- **Brief**: Reproduce all of the data that follows, character for character.

Object detection data:
──────

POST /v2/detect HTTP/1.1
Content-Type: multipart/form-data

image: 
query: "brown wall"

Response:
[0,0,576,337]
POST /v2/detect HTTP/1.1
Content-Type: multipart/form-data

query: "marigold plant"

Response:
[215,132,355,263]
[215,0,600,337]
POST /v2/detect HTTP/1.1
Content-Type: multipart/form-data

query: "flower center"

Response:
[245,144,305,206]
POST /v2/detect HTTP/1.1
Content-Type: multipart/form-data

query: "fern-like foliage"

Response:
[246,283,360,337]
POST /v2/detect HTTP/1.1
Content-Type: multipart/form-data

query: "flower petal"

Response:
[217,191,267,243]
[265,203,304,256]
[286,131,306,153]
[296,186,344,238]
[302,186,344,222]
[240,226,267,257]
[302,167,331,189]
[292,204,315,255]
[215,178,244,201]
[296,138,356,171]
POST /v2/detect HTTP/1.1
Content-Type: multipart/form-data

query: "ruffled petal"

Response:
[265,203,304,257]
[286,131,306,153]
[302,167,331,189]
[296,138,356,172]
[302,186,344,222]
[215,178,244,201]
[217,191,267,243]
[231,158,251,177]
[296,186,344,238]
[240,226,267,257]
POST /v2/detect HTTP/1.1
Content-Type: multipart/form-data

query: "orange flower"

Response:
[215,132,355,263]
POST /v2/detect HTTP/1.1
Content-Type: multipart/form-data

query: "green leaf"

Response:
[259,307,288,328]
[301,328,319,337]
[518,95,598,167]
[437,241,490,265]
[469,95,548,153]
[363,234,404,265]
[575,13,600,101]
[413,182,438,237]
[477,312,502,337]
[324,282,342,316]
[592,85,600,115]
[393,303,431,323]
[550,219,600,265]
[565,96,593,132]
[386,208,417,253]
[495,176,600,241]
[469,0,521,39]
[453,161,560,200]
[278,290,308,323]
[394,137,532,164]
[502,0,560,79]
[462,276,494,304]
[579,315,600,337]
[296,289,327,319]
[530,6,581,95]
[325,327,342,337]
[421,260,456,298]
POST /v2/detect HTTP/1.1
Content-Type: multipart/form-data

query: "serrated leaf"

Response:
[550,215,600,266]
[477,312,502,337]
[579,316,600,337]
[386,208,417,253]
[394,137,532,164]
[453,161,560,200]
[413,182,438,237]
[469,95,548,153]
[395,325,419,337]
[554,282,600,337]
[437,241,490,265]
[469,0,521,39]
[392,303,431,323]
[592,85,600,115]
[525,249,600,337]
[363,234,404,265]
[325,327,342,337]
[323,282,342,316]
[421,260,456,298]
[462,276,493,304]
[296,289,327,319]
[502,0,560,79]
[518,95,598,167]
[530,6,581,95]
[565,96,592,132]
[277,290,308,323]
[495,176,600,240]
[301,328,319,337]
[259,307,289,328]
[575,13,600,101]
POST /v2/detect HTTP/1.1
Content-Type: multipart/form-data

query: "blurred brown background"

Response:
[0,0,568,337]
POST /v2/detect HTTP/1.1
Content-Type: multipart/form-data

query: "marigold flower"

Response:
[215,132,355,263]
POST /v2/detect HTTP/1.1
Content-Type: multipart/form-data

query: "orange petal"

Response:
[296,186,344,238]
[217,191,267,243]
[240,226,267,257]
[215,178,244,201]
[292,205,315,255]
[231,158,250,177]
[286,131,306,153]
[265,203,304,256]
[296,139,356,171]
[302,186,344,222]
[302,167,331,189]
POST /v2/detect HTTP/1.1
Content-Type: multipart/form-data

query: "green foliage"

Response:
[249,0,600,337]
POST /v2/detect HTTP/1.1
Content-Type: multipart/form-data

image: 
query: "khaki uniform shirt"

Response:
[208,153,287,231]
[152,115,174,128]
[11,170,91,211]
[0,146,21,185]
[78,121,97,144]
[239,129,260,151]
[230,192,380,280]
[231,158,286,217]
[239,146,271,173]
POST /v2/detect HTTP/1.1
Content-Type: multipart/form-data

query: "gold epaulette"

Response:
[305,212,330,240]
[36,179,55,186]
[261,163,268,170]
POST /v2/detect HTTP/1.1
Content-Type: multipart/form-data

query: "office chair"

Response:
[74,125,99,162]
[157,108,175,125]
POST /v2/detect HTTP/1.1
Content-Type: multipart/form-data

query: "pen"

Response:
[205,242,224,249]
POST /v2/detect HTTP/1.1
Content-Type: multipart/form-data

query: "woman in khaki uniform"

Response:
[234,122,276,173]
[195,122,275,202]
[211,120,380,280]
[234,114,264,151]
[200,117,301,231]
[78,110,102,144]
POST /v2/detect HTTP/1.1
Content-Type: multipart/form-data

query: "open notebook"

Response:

──────

- **Response**:
POST /v2/detect HTTP/1.1
Content-Type: multipart/form-data

image: 
query: "brown wall"

Response:
[0,0,576,337]
POST /v2/detect HTTP/1.1
Content-Type: multipart/form-data

query: "marigold plant"

Response:
[215,132,355,263]
[215,0,600,337]
POST /v2/detect HTTP/1.1
Content-Type: multipart/form-data

query: "flower center"

Response:
[245,144,305,206]
POST /v2/detect HTTP/1.1
Content-Type: multipart/form-data

query: "fern-like foliage"

Response:
[246,283,360,337]
POST /v2/detect HTTP/1.1
Content-Type: multipart/form-data

query: "flower petal"

Response:
[217,191,267,243]
[265,203,304,256]
[286,131,306,153]
[296,186,344,238]
[302,186,344,222]
[240,226,267,257]
[302,167,331,189]
[292,204,315,255]
[215,178,244,201]
[296,138,356,171]
POST /v2/detect HTTP/1.1
Content-Type: multipart/form-data

query: "ruffled petal"

Response:
[265,203,304,257]
[286,131,306,153]
[302,167,331,189]
[296,138,356,172]
[302,186,344,222]
[215,178,244,201]
[217,191,267,243]
[231,158,251,177]
[296,186,344,238]
[240,226,267,257]
POST /v2/detect HTTP/1.1
Content-Type: multipart/form-data

query: "orange flower"

Response:
[215,132,355,263]
POST /v2/detect HTTP/1.1
Content-Type: multipart/form-data

query: "green leaf"

Response:
[259,307,288,328]
[301,328,319,337]
[518,95,598,167]
[437,241,490,265]
[469,95,548,153]
[363,234,404,265]
[575,13,600,101]
[413,182,438,237]
[477,312,502,337]
[324,282,342,316]
[592,85,600,115]
[393,303,431,323]
[550,219,600,265]
[565,96,593,132]
[386,208,417,253]
[495,176,600,241]
[469,0,521,39]
[453,161,560,200]
[278,290,308,323]
[394,137,532,164]
[502,0,560,79]
[462,276,494,304]
[579,315,600,337]
[296,289,327,319]
[530,6,581,95]
[325,327,342,337]
[421,260,456,298]
POST /v2/detect HTTP/1.1
Content-Type: multipart/form-data

query: "serrated leaf"

Response:
[550,215,600,266]
[477,312,502,337]
[579,316,600,337]
[386,208,417,253]
[394,137,532,164]
[453,161,560,200]
[413,182,438,237]
[469,95,548,153]
[395,325,419,337]
[554,282,600,337]
[437,241,490,265]
[469,0,521,39]
[392,303,431,323]
[592,85,600,115]
[525,249,600,337]
[363,234,404,265]
[325,327,342,337]
[323,282,342,316]
[421,260,456,298]
[462,276,493,304]
[296,289,327,319]
[502,0,560,79]
[518,95,598,167]
[530,6,581,95]
[565,96,592,132]
[277,290,308,323]
[495,176,600,240]
[301,328,319,337]
[259,307,289,328]
[575,13,600,101]
POST /v2/detect HTTP/1.1
Content-Type: multipart/form-data

query: "blurred brown background"

Response:
[0,0,568,337]
POST /v2/detect HTTP/1.1
Content-Type: multipart/form-data

query: "marigold flower"

Response:
[215,132,355,263]
POST /v2/detect HTTP/1.1
Content-Type: multipart/form-data

query: "orange petal"

Response:
[296,186,344,238]
[217,191,267,243]
[240,226,267,257]
[215,178,244,201]
[292,205,315,255]
[231,158,250,177]
[286,131,306,153]
[265,203,304,256]
[296,139,356,171]
[302,186,344,222]
[302,167,331,189]
POST /v2/detect HTTP/1.1
Content-Type: multipart/form-data

query: "green foliage"

Response:
[249,0,600,337]
POST /v2/detect HTTP/1.1
Content-Type: multipart/form-data

image: 
query: "khaki uniform shirt"

Response:
[208,153,287,231]
[152,115,174,128]
[11,170,91,211]
[0,146,21,185]
[78,121,97,144]
[239,129,260,151]
[230,192,380,280]
[231,158,286,217]
[239,146,271,173]
POST /v2/detect HTTP/1.1
Content-Type: multipart/form-data

query: "gold epaulette"

Response:
[305,212,330,240]
[36,179,55,186]
[261,163,268,170]
POST /v2/detect HTTP/1.1
Content-Type: multipart/form-data

query: "office chair"

Response:
[74,125,99,162]
[157,108,175,125]
POST /v2/detect HTTP/1.1
Content-Type: multipart/form-data

query: "pen"

Response:
[205,242,224,249]
POST /v2/detect HTTP/1.1
Content-Type: multipart/form-data

query: "woman in khaki uniform"

Response:
[234,122,276,173]
[195,122,275,202]
[211,120,380,280]
[234,114,264,151]
[200,117,301,231]
[78,110,102,144]
POST /v2/detect HTTP/1.1
Content-Type: multipart/form-data

query: "open notebook"

Response:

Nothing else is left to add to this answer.